**WHAT TO DO**
1. According to the RetrievalQA passage, what does qa_chain combine?
2. Quote the RetrievalQA passage word for word, everything from "Here qa_chain" down to "we used earlier.".

──────── EXCERPTED PASSAGE

We will also define a retriever
to extract the most similar chunks to the query.
retriever = vectordb.as_retriever(search_type="mmr", search_kwargs={'k': 10, 'fetch_k': 50})
Now we will create a RetrievalQA
chain using the llm
and retriever
.
qa_chain = RetrievalQA.from_chain_type(
llm=llm,
retriever=retriever
)
Here qa_chain
combines a retriever and a language model to retrieve relevant documents for a query and answer questions based on those documents.
Let’s check how qa_chain
performs for a query. We will use the same query that we used earlier.
response = qa_chain({"query": query})
print(response['result'])
Professor Flitwick, Professor McGonagall, Professor Sprout, Professor Binns, Professor Snape, Madam Hooch
We can use a custom prompt to tell qa_chain
how we want the answer. Here it is:
from langchain.prompts import PromptTemplate
template = """Use only the following context to answer the question at the end. Always say "thanks for asking!" at the end of the answer. Write a summary of the question and then give the answer.
Context: {context}
Question: {question}
Answer:
{context}
Question: {question}
Answer:"""

────────────────
──────── EXTRACTED RECORDS

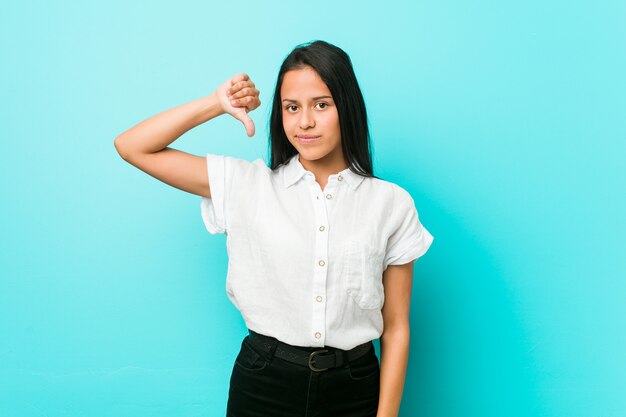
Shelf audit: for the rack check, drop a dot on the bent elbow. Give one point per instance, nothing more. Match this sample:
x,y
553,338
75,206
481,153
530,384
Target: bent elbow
x,y
119,147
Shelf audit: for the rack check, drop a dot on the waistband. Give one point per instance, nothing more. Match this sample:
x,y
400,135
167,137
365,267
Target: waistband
x,y
316,359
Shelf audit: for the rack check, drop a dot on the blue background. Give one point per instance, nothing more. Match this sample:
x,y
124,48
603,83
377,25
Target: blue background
x,y
504,120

────────────────

**SOLUTIONS BY TASK**
1. A retriever and a language model.

2.
Here qa_chain
combines a retriever and a language model to retrieve relevant documents for a query and answer questions based on those documents.
Let’s check how qa_chain
performs for a query. We will use the same query that we used earlier.